What you have to do:
Pull out the stretch of the records below from the line containing "plank in the image above." through the line containing "422 0 483 321", both lines included, and reproduce it word for word.

Dataset records:

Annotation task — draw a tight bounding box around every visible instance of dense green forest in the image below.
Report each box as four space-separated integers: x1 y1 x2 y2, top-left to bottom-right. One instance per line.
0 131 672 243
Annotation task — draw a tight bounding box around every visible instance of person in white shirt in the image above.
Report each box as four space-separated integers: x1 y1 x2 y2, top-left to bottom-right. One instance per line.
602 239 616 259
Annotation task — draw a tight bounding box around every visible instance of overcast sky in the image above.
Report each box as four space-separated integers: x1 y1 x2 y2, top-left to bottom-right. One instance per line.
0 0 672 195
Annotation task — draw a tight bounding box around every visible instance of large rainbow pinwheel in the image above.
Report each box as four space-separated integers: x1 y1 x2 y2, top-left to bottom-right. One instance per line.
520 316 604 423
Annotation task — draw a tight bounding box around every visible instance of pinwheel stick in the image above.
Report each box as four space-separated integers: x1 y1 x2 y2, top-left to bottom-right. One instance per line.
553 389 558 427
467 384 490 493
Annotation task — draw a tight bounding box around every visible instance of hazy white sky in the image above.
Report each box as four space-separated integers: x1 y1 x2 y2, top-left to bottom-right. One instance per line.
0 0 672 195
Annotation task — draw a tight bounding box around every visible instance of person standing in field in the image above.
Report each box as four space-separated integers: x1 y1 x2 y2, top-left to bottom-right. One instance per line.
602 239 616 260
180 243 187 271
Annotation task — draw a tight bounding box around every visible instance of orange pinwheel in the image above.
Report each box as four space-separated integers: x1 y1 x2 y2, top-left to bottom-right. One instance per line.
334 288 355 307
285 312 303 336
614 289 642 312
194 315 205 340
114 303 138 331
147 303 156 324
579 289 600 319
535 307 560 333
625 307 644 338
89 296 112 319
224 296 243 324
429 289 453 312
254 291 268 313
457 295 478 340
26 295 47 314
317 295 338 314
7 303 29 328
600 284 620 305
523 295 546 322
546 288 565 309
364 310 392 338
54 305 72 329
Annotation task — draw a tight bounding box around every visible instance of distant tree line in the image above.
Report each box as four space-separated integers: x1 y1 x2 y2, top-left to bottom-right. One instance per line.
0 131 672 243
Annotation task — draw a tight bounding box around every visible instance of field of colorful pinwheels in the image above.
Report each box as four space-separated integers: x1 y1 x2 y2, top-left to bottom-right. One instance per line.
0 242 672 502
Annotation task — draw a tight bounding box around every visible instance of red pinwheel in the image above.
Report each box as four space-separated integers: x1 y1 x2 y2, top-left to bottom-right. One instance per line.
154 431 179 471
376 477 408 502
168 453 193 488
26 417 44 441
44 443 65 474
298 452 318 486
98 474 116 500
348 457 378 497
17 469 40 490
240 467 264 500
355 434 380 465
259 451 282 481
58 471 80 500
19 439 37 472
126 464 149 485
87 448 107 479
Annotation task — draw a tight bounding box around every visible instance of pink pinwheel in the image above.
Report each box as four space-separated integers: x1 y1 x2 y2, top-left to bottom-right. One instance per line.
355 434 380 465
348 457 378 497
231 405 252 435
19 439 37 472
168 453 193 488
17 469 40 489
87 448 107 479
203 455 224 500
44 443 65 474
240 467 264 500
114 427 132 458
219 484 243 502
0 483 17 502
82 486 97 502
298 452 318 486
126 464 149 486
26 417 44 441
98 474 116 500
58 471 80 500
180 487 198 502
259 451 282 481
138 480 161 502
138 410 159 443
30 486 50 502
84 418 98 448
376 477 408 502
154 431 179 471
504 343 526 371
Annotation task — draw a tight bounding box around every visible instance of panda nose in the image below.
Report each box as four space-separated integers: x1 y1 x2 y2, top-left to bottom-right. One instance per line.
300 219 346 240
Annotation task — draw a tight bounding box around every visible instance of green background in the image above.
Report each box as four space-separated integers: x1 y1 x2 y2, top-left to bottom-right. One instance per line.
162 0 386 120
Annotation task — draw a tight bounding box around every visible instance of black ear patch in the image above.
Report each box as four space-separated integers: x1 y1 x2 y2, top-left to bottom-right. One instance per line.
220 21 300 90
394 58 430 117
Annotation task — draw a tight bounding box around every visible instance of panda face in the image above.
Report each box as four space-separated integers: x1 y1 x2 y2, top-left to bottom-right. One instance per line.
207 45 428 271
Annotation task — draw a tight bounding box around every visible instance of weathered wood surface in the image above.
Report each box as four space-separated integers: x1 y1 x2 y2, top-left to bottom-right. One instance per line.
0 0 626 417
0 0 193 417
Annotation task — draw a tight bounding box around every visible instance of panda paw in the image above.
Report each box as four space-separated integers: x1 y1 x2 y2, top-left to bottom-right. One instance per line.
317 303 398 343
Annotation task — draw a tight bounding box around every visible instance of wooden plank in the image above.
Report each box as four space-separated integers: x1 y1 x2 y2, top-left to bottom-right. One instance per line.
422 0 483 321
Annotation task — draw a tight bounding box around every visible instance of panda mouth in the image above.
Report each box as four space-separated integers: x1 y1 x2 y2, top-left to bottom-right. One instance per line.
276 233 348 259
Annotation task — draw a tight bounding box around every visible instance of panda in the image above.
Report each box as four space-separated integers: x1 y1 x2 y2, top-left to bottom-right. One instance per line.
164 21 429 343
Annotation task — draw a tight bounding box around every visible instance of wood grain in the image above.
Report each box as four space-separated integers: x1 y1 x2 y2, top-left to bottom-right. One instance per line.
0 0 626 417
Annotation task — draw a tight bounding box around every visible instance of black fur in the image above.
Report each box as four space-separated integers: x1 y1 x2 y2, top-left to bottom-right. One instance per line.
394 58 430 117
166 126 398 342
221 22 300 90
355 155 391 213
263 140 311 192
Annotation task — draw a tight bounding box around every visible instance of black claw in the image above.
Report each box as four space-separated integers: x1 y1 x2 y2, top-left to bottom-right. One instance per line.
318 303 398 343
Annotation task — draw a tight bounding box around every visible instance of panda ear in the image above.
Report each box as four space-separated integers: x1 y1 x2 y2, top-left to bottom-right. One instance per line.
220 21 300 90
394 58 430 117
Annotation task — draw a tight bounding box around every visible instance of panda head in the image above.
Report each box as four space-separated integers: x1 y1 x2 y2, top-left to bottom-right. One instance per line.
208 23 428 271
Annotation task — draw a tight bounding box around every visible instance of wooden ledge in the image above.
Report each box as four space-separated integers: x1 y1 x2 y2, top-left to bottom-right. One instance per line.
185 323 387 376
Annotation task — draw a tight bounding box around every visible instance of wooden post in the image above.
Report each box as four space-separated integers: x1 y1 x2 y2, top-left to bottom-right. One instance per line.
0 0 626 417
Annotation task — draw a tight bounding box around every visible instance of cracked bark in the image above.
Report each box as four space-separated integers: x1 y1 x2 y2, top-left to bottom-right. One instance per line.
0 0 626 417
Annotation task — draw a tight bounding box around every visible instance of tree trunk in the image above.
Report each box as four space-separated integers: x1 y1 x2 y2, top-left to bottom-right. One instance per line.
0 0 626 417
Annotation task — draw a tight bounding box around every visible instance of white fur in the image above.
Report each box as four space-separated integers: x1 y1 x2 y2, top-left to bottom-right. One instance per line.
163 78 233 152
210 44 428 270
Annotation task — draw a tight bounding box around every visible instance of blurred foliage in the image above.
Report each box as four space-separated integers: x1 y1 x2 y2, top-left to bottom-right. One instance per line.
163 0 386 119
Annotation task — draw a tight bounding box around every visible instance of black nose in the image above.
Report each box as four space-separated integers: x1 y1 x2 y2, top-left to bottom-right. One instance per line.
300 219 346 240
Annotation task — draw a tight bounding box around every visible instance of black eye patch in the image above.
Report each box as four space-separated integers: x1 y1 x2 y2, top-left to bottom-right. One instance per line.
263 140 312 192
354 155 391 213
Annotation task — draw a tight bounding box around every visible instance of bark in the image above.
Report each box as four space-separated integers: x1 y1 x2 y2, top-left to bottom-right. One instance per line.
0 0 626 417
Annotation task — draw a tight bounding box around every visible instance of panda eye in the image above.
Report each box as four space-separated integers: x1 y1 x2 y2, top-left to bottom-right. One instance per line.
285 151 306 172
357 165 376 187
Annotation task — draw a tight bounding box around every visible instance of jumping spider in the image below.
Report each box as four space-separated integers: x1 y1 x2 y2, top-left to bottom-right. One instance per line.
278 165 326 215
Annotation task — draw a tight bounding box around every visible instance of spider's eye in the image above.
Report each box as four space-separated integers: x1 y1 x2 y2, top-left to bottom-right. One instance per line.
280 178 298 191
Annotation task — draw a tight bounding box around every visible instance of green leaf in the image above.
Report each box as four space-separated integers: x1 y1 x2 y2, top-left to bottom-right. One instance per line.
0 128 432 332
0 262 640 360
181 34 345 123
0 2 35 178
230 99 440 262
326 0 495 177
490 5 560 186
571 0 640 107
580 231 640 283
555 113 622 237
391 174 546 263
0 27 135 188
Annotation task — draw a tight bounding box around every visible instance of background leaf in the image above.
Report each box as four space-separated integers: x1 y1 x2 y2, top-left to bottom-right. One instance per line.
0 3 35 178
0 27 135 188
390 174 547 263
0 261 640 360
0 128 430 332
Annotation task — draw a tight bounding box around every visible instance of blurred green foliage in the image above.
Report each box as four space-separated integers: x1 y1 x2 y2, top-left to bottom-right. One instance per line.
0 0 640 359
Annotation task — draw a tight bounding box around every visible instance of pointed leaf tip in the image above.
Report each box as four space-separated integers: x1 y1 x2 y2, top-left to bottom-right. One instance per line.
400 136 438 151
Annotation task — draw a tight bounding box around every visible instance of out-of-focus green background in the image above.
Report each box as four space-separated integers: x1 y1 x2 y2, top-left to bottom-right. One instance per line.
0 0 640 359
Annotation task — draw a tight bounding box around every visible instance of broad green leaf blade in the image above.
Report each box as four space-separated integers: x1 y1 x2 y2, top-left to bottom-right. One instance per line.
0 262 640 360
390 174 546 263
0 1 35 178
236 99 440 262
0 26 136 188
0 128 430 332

Solved problem:
Annotation task — draw a tight bounding box around every visible instance of wooden plank in the image above.
Report each box as four space-separated integers: x1 y1 x2 y2, top-left to bottom-right. One instance per line.
422 0 483 321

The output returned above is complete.